:: TASK PROMPT ::
Locate each line in the records below that contains the string "plaster" and copy those lines in full. Case matters.

:: RECORDS ::

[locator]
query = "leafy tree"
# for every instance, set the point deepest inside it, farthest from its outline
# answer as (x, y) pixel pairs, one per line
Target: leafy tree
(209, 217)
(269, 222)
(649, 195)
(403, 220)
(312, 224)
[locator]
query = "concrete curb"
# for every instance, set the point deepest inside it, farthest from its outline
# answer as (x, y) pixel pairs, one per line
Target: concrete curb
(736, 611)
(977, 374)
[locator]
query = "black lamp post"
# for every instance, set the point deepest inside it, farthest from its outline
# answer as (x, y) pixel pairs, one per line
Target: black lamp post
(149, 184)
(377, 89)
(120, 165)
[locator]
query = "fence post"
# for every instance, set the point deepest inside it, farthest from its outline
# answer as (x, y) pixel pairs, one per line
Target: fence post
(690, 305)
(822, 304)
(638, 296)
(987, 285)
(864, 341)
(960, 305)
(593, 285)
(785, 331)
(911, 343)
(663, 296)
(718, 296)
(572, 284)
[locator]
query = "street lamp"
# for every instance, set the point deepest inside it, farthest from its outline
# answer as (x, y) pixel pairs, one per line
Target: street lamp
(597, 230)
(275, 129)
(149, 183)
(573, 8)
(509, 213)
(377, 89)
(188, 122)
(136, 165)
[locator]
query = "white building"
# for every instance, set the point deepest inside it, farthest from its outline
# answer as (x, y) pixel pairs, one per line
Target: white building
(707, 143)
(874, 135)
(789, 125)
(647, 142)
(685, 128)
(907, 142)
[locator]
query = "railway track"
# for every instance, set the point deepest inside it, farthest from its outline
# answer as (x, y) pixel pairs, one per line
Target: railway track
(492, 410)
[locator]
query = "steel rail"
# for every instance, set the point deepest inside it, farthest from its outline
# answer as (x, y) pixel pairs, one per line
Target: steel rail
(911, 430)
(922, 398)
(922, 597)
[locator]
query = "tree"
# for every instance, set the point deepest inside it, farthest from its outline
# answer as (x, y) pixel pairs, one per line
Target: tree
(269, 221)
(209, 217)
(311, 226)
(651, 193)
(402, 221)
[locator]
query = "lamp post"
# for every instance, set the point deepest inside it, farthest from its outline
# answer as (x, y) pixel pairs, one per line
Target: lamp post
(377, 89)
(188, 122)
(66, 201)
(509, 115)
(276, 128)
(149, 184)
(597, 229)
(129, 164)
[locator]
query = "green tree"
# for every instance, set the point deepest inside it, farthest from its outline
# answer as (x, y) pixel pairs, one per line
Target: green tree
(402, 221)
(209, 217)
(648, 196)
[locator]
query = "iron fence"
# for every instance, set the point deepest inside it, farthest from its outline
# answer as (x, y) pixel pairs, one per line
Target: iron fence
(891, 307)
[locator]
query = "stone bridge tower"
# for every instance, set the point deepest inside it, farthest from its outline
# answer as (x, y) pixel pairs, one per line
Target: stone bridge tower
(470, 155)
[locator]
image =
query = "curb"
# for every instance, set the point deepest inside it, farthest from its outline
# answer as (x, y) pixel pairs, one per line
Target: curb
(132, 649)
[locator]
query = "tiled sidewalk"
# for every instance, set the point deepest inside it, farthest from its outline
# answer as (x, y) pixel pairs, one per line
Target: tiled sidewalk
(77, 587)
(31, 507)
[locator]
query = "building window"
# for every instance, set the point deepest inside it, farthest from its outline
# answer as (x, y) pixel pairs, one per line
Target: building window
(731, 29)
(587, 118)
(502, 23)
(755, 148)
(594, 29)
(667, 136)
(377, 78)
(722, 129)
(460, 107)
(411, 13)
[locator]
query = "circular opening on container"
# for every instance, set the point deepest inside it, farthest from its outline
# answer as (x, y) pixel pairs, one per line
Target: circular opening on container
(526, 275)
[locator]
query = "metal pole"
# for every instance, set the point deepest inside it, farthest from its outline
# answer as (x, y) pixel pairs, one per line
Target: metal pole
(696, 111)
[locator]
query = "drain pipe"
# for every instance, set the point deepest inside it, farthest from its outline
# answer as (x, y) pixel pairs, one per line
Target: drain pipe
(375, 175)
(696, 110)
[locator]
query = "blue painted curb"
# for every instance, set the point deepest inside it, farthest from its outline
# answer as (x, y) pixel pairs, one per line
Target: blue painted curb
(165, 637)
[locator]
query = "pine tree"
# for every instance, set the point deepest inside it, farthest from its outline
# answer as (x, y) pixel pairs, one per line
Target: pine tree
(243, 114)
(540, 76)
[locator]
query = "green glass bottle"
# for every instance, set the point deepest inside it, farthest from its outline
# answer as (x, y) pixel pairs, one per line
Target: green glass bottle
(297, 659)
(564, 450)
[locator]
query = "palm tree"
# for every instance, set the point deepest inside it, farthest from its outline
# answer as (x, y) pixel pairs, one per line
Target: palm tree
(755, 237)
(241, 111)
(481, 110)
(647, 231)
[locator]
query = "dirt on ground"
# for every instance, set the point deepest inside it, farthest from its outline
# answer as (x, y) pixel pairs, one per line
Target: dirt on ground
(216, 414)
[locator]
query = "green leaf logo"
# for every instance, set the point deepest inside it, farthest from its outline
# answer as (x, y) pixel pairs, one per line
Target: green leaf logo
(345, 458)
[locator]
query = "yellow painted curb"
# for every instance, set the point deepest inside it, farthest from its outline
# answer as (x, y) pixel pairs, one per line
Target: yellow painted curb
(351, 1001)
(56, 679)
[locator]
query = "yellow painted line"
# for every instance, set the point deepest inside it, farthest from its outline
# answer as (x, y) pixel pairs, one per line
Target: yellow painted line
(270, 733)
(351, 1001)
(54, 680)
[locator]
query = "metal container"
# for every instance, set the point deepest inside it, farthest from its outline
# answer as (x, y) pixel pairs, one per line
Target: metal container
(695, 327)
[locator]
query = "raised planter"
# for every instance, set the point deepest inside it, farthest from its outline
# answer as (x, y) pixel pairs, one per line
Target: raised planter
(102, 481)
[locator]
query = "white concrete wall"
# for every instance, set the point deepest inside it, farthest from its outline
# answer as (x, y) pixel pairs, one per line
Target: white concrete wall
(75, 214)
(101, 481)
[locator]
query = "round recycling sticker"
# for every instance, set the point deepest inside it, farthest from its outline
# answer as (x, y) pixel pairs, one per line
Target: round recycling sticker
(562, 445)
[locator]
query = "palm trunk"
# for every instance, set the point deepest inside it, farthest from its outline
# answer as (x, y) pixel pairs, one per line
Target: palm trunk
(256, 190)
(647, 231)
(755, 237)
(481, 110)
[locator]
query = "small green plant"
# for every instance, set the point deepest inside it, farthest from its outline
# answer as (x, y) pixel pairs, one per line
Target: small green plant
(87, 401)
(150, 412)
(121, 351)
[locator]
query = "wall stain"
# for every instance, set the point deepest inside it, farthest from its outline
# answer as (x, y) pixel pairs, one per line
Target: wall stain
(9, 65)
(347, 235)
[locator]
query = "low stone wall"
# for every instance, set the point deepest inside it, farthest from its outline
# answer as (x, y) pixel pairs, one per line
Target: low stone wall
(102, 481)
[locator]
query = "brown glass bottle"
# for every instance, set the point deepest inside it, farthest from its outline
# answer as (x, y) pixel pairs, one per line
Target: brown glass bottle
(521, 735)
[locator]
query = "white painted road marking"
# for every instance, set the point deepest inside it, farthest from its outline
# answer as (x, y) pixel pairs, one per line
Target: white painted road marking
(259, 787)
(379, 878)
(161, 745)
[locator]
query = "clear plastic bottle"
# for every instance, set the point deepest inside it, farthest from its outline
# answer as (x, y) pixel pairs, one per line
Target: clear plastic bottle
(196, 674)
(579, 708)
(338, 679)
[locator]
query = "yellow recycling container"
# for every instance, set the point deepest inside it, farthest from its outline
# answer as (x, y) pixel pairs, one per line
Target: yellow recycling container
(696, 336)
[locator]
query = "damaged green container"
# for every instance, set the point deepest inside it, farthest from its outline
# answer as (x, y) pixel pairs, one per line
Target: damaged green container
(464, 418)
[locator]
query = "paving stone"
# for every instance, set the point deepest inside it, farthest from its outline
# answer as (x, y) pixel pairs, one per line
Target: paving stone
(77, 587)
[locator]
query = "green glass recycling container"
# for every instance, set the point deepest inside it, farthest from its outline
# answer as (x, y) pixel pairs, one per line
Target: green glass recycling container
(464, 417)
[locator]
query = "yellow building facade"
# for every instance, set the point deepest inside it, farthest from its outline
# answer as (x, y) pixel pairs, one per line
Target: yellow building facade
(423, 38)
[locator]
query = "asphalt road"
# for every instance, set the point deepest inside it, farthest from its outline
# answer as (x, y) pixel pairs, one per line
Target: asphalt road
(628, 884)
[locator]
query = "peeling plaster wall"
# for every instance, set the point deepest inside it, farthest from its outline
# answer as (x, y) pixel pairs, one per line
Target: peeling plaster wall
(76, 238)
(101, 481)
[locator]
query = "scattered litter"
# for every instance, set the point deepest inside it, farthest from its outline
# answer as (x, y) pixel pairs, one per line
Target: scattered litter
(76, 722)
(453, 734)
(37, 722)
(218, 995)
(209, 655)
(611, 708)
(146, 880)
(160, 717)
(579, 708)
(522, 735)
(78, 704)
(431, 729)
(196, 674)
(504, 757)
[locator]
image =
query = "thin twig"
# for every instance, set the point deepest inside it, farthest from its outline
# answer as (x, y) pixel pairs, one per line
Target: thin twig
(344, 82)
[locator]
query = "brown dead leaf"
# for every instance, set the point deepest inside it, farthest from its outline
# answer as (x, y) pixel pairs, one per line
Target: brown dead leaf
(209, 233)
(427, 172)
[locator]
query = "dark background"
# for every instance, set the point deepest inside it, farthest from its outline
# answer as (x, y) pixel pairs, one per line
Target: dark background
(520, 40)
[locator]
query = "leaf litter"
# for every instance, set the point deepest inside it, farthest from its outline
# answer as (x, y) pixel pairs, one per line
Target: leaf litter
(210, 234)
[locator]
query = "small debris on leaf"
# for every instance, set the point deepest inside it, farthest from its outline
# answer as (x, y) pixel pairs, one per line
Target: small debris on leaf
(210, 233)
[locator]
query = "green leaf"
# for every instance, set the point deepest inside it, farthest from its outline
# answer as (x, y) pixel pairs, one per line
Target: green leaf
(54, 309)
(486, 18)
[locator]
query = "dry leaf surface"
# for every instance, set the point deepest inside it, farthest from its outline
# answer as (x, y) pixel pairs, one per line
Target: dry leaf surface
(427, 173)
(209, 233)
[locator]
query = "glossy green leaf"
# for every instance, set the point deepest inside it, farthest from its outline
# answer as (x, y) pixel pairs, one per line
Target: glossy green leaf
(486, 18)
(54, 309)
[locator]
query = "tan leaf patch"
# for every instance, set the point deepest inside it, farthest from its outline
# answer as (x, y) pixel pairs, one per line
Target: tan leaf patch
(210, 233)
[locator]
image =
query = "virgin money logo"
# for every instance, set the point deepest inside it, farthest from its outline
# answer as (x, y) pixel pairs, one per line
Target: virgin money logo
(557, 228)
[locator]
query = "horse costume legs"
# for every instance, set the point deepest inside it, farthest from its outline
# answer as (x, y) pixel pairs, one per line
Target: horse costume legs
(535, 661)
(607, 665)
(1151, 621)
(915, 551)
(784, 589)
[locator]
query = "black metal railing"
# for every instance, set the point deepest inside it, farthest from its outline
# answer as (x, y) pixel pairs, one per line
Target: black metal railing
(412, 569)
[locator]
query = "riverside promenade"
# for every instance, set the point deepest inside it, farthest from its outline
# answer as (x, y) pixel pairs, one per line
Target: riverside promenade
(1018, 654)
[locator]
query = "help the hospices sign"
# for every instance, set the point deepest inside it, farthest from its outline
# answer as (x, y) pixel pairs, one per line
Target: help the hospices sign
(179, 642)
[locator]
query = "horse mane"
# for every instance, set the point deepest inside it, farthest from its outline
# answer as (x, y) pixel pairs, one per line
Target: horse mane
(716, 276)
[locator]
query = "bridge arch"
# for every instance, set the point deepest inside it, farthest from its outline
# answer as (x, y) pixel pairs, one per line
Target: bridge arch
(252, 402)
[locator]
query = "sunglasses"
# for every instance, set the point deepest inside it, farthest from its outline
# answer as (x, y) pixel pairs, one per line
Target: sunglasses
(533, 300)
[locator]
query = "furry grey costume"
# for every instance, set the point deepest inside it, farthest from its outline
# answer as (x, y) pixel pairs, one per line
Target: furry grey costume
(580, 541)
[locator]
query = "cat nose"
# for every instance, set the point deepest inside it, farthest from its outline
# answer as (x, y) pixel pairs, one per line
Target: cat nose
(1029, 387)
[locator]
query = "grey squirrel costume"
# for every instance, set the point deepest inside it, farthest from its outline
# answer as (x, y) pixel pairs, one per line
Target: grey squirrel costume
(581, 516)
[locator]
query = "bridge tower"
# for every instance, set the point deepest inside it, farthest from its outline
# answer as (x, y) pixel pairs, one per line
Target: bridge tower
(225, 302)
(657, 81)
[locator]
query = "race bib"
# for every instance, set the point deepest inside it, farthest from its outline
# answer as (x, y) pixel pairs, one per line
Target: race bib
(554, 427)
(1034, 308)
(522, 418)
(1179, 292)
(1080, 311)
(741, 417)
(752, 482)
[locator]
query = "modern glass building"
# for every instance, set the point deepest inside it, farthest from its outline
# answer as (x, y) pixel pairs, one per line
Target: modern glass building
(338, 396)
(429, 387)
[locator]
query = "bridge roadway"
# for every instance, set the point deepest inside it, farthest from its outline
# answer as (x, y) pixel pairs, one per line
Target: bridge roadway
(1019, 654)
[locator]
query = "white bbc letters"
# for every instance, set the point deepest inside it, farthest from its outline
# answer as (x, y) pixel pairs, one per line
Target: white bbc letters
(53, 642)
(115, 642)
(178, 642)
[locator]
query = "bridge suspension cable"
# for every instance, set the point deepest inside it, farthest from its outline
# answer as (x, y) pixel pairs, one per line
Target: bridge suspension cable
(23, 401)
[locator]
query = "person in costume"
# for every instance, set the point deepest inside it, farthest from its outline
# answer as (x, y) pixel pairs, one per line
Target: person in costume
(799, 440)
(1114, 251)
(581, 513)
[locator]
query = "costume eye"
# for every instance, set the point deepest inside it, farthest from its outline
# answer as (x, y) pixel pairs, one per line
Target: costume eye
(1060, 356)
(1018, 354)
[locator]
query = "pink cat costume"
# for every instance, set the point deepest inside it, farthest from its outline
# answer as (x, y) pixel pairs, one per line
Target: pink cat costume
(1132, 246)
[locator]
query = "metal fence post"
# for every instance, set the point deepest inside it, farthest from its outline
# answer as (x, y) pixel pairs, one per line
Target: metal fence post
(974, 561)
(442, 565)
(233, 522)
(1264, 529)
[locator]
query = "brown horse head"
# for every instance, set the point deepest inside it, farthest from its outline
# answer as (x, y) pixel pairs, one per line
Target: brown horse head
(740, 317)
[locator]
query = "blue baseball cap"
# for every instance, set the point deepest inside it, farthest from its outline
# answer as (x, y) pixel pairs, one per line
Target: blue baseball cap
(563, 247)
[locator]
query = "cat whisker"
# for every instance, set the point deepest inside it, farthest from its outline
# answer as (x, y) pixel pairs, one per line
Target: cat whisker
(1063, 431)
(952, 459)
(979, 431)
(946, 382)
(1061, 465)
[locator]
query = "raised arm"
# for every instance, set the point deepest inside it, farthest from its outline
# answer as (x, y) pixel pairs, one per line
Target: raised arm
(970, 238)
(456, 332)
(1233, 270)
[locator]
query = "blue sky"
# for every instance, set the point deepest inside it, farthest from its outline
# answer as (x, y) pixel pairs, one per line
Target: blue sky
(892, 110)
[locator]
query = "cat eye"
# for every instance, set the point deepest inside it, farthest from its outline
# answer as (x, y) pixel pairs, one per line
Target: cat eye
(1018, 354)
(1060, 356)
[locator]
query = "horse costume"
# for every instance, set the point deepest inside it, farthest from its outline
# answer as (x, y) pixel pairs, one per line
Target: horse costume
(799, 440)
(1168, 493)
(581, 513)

:: EXPECTED ANSWER ::
query = "peeling plaster wall"
Target: peeling plaster wall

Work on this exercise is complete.